Kun je de regels vanaf de regel met "Target: roof corner spike" tot en met het einde van de data opnieuw geven, met "innermost" overal hernoemd tot "central" en de rest ongewijzigd?

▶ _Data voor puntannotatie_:
======
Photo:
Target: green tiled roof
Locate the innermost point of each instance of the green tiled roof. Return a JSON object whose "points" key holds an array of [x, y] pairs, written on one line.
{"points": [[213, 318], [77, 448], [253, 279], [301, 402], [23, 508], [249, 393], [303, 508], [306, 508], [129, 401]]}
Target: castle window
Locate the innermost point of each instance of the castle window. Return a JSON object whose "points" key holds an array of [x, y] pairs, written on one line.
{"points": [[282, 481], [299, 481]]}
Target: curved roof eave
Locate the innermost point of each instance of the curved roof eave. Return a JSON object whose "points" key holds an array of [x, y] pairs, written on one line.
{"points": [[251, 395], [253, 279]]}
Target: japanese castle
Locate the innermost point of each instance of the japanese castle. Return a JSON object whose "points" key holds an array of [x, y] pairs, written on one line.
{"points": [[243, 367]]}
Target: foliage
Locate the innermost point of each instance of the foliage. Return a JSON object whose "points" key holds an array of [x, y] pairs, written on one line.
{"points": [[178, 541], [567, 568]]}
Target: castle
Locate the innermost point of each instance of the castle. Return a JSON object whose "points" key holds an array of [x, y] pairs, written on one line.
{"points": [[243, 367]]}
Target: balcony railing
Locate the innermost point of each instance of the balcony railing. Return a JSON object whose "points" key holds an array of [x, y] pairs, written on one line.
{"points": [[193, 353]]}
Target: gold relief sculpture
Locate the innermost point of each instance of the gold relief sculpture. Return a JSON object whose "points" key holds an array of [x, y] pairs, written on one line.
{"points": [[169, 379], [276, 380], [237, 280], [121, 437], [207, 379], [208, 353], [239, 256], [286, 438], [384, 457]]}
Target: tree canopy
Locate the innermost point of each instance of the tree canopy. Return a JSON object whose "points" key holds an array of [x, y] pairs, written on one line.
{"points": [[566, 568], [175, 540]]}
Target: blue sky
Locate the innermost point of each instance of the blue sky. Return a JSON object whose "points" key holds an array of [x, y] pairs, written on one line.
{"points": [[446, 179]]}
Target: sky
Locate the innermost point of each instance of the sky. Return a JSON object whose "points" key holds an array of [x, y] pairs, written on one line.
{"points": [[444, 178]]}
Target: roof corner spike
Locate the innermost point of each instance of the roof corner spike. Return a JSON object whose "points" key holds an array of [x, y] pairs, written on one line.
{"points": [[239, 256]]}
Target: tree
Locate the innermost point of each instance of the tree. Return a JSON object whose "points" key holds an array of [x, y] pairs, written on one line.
======
▶ _Volledig antwoord_:
Target: roof corner spike
Locate the central point of each instance of the roof corner spike. Return a JSON object whose "points" key holds an array of [x, y] pairs, written on one line.
{"points": [[239, 256]]}
Target: tree
Locate the central point of each instance of the tree. Return a JSON object whose "points" key holds an array of [x, y] pairs, written on one line.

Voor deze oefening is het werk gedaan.